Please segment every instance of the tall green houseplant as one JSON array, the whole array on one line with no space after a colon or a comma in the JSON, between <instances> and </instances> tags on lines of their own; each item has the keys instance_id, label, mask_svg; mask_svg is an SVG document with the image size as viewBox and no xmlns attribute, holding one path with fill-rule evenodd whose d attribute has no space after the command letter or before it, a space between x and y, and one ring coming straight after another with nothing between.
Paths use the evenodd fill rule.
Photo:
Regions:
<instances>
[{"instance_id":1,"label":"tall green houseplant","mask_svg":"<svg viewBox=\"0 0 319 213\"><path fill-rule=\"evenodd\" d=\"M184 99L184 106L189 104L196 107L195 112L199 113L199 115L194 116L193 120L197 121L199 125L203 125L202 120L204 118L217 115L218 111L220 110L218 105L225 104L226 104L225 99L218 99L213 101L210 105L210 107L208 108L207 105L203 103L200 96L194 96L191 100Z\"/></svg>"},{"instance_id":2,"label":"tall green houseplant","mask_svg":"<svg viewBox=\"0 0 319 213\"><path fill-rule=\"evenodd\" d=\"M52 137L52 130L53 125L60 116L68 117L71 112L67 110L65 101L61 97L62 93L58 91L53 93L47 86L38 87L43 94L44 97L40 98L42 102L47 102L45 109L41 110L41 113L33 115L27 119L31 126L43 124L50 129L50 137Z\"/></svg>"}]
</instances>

[Your objective]: Write out each line of the rows above as a numbered list, skipping any blank lines.

[Task solution]:
1. Please segment every instance of the tall green houseplant as one JSON array, the whole array on one line with no space after a colon or a comma in the JSON, between <instances> and </instances> tags on lines of their own; each item has the keys instance_id, label, mask_svg; mask_svg is an SVG document with the image size as viewBox and no xmlns attribute, holding one path with fill-rule evenodd whose d attribute has no space after the command letter or before it, a space between x and y, and one ring coming straight after another with nothing between.
2. Paths use the evenodd fill rule.
3. Photo:
4. Regions:
5. <instances>
6. [{"instance_id":1,"label":"tall green houseplant","mask_svg":"<svg viewBox=\"0 0 319 213\"><path fill-rule=\"evenodd\" d=\"M184 99L184 106L189 104L196 107L195 112L199 113L199 115L194 116L193 120L197 121L199 125L203 125L202 120L204 118L217 115L218 111L220 110L218 105L225 104L226 104L225 99L218 99L213 101L210 105L210 107L208 108L207 105L203 103L200 96L194 96L191 100Z\"/></svg>"},{"instance_id":2,"label":"tall green houseplant","mask_svg":"<svg viewBox=\"0 0 319 213\"><path fill-rule=\"evenodd\" d=\"M52 137L52 130L53 125L60 116L68 117L71 112L67 110L65 101L61 97L62 93L58 91L53 93L47 86L38 87L43 94L44 97L40 98L42 102L47 102L45 109L41 110L41 113L33 115L27 119L31 126L43 124L50 129L50 137Z\"/></svg>"}]
7. </instances>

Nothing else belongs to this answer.